--- PROBLEM DETAILS ---
Collect every line of the data below that contains the string "report", and copy each one in full. Case counts.

--- DATA ENTRIES ---
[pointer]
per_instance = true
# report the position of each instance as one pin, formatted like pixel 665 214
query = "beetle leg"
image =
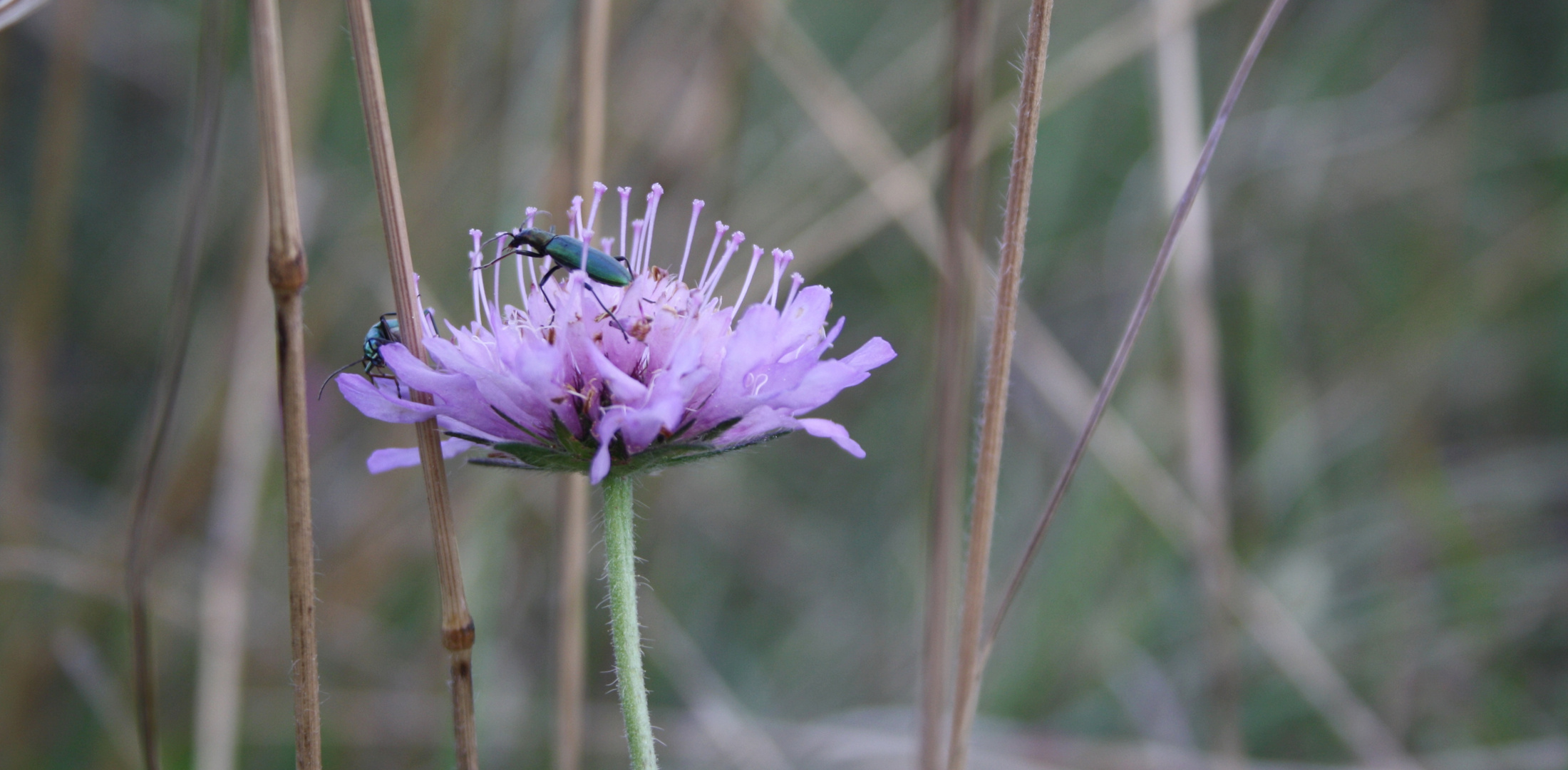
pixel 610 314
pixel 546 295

---

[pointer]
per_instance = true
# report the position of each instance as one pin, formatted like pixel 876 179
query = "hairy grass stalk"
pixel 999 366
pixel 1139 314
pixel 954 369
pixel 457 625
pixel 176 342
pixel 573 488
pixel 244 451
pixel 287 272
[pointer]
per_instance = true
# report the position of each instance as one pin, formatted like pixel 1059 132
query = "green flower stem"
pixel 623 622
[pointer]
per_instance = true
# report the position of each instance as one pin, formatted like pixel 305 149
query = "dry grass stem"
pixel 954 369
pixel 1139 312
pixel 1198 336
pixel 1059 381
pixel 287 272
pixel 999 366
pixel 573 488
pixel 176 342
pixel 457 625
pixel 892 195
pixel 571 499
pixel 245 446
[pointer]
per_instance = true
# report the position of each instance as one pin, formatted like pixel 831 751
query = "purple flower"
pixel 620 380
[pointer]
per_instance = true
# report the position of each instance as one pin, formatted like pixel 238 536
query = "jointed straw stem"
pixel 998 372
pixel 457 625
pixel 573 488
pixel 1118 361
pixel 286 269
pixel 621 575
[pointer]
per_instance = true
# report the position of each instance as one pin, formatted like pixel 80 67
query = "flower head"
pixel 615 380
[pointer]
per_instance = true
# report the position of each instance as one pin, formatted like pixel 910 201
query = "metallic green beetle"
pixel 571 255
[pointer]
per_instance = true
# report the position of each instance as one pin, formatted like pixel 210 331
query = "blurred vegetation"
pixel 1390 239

--- OUTPUT FOR THIS EXERCISE ---
# report the position of each instance as one pin, formatted like pixel 665 214
# report the position of each instance as one pin, formatted like pixel 876 179
# report the position of each instance as one pin, formatted like pixel 1059 132
# report the position of each instance as one pin, formatted like pixel 305 149
# report the position of each instance as one pin, formatted like pixel 831 751
# report the position of each instance as one pin, formatted like pixel 238 536
# report the position of each instance as one pin, formatted like pixel 80 67
# report the position of each instance as one pin, formatted like pixel 910 201
# report the position of each instance as one pin, formatted like pixel 210 331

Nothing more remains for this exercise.